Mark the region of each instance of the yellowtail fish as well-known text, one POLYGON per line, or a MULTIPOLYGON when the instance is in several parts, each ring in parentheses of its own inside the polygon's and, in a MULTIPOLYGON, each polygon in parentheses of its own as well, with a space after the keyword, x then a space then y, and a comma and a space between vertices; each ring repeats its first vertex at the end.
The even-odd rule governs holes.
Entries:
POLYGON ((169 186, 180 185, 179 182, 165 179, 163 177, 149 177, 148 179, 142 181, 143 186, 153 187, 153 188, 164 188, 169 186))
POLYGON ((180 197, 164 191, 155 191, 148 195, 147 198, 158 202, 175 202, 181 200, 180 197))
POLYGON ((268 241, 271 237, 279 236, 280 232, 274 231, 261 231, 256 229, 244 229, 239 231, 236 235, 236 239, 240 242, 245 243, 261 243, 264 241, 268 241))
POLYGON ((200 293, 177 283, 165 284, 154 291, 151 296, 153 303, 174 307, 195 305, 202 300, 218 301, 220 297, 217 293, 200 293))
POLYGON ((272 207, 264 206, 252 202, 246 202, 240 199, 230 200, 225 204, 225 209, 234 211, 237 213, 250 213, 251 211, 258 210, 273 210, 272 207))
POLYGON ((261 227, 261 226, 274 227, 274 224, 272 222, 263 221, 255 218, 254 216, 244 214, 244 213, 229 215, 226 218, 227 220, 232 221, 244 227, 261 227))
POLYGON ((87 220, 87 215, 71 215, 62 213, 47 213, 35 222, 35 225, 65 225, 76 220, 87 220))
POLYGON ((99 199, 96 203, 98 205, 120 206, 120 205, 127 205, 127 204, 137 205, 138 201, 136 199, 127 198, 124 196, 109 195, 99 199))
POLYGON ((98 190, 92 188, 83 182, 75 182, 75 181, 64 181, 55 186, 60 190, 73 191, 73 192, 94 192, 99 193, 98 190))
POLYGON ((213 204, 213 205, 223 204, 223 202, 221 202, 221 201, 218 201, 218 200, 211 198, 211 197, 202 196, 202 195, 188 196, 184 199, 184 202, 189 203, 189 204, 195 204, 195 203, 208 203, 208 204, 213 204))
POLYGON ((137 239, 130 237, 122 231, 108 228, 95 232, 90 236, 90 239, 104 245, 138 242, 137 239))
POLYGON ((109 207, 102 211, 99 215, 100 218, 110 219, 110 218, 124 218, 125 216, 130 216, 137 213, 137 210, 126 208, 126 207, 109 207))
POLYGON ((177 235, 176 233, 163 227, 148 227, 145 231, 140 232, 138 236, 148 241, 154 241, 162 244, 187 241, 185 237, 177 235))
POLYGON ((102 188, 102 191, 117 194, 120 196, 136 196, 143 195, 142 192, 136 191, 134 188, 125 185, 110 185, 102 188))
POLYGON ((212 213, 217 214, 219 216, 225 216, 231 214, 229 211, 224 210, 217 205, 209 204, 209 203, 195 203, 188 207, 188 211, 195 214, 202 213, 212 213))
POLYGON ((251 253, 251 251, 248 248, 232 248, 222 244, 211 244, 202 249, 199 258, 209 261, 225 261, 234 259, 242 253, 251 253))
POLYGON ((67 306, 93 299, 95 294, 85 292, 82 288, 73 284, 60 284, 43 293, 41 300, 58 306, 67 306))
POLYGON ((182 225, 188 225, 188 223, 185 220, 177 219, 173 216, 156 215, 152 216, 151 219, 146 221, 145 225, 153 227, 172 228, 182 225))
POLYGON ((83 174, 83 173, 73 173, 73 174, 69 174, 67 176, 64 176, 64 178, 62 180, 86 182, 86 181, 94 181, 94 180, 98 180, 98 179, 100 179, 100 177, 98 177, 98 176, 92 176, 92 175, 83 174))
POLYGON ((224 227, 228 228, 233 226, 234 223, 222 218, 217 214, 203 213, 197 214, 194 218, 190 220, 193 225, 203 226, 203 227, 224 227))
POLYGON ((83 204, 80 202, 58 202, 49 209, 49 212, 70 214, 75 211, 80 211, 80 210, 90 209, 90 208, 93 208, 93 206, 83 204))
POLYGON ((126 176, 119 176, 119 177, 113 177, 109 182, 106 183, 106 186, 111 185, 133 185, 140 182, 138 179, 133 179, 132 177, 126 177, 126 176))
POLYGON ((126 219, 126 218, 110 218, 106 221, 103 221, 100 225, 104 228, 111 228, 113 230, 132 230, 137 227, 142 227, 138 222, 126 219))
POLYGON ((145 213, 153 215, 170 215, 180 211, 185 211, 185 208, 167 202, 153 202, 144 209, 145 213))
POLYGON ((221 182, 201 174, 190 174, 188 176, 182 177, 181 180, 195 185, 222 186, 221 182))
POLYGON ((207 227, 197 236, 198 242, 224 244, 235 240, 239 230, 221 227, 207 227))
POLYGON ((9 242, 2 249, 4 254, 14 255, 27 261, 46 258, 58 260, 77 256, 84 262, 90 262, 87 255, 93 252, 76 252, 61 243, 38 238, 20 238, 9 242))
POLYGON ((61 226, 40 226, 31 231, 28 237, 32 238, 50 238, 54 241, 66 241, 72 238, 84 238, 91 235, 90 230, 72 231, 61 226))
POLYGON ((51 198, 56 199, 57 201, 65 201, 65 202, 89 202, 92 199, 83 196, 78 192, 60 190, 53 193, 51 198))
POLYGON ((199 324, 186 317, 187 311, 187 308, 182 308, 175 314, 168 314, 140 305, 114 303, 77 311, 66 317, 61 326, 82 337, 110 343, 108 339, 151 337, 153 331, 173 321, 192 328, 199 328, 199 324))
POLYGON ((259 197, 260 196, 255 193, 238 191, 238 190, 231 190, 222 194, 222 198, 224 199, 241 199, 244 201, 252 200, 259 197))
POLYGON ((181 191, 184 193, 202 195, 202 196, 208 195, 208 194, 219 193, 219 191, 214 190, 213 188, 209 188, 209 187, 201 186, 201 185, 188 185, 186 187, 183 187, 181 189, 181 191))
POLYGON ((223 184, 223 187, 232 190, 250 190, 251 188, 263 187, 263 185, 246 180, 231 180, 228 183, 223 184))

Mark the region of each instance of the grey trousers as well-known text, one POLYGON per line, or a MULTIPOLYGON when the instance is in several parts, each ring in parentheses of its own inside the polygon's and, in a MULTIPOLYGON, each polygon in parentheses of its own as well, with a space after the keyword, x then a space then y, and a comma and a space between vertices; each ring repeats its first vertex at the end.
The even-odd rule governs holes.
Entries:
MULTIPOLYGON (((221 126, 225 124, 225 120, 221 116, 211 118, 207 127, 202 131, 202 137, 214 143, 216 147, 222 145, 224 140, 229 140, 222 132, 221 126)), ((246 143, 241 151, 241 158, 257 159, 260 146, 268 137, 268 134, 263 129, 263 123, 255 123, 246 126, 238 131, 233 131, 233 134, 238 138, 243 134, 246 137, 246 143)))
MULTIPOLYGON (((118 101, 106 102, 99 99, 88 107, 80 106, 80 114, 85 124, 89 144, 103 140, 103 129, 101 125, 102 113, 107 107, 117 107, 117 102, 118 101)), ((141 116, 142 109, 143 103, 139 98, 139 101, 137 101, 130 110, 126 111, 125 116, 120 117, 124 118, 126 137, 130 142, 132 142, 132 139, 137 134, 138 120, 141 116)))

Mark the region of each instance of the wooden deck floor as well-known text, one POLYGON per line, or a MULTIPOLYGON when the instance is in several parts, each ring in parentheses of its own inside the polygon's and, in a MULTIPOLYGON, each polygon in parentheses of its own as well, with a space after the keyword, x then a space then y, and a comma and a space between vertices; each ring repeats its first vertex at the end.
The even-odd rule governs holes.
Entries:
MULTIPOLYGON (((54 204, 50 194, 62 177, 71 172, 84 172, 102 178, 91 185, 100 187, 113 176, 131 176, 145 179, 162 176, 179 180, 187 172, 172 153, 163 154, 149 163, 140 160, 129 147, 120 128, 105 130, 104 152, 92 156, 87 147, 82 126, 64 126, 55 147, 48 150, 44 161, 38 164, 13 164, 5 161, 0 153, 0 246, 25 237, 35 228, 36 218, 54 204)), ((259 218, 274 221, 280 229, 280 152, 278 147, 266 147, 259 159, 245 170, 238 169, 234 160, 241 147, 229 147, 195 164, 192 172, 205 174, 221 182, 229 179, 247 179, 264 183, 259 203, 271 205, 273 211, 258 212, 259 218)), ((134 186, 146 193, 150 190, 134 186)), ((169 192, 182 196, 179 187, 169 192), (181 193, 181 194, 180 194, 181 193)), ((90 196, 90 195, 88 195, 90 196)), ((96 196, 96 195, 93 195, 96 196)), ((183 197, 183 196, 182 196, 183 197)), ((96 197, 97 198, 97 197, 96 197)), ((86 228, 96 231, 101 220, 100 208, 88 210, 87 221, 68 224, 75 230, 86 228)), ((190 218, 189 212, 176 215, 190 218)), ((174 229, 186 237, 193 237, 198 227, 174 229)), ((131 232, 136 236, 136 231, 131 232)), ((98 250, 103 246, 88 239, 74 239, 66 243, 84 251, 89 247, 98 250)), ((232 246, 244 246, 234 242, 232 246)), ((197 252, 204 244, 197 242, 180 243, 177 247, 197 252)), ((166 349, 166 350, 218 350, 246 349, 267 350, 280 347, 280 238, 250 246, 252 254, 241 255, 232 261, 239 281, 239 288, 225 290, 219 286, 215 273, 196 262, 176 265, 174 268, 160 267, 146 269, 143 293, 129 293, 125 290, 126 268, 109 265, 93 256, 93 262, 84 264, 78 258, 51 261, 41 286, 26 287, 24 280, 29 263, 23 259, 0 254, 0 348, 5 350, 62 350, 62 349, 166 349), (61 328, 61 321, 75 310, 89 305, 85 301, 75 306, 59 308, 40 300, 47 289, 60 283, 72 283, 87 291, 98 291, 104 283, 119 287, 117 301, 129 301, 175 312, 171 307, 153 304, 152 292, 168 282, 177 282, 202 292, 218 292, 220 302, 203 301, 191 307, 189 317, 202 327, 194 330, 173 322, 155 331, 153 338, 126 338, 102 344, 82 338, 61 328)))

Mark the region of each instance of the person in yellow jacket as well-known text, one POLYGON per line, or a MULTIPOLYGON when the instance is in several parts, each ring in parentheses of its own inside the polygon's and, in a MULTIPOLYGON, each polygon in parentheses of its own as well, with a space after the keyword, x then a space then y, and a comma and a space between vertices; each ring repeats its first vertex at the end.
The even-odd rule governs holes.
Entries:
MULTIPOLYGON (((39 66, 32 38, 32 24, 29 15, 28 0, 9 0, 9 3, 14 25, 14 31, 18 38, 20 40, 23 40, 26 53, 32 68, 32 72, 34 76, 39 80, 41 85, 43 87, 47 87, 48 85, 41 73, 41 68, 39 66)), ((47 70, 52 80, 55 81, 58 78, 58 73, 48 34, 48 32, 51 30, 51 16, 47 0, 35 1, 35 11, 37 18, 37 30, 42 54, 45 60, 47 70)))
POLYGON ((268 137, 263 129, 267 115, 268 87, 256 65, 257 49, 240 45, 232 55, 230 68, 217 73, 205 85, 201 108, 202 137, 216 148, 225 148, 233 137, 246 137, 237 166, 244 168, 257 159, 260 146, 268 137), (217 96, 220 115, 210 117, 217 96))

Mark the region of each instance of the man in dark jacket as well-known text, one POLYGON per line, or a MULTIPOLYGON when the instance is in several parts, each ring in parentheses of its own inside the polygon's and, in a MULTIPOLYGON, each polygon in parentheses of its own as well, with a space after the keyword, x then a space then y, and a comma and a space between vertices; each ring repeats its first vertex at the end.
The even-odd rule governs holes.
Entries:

■ **WHAT YOU WILL DO**
Please write out the stretch of the records from the start through the line containing "POLYGON ((169 186, 180", including that line and the requests, unchanged except that every polygon coordinate in the answers is multiplied by 0.9. Round each result to a whole number, with halves rounded up.

■ **FULL ANSWER**
Mark the region of each instance of the yellowtail fish as well-known text, one POLYGON per line, or a MULTIPOLYGON when the instance is in several parts, each ring in parentheses of its own inside the polygon's and, in a MULTIPOLYGON, each polygon in parentheses of its own as well, with a space after the keyword, x then a space then y, and a comma and a space between vertices; each ring repeats its first vertex at the end.
The even-odd rule governs holes.
Entries:
POLYGON ((152 167, 162 167, 161 164, 149 161, 147 159, 134 159, 133 161, 128 163, 129 167, 138 168, 138 169, 148 169, 152 167))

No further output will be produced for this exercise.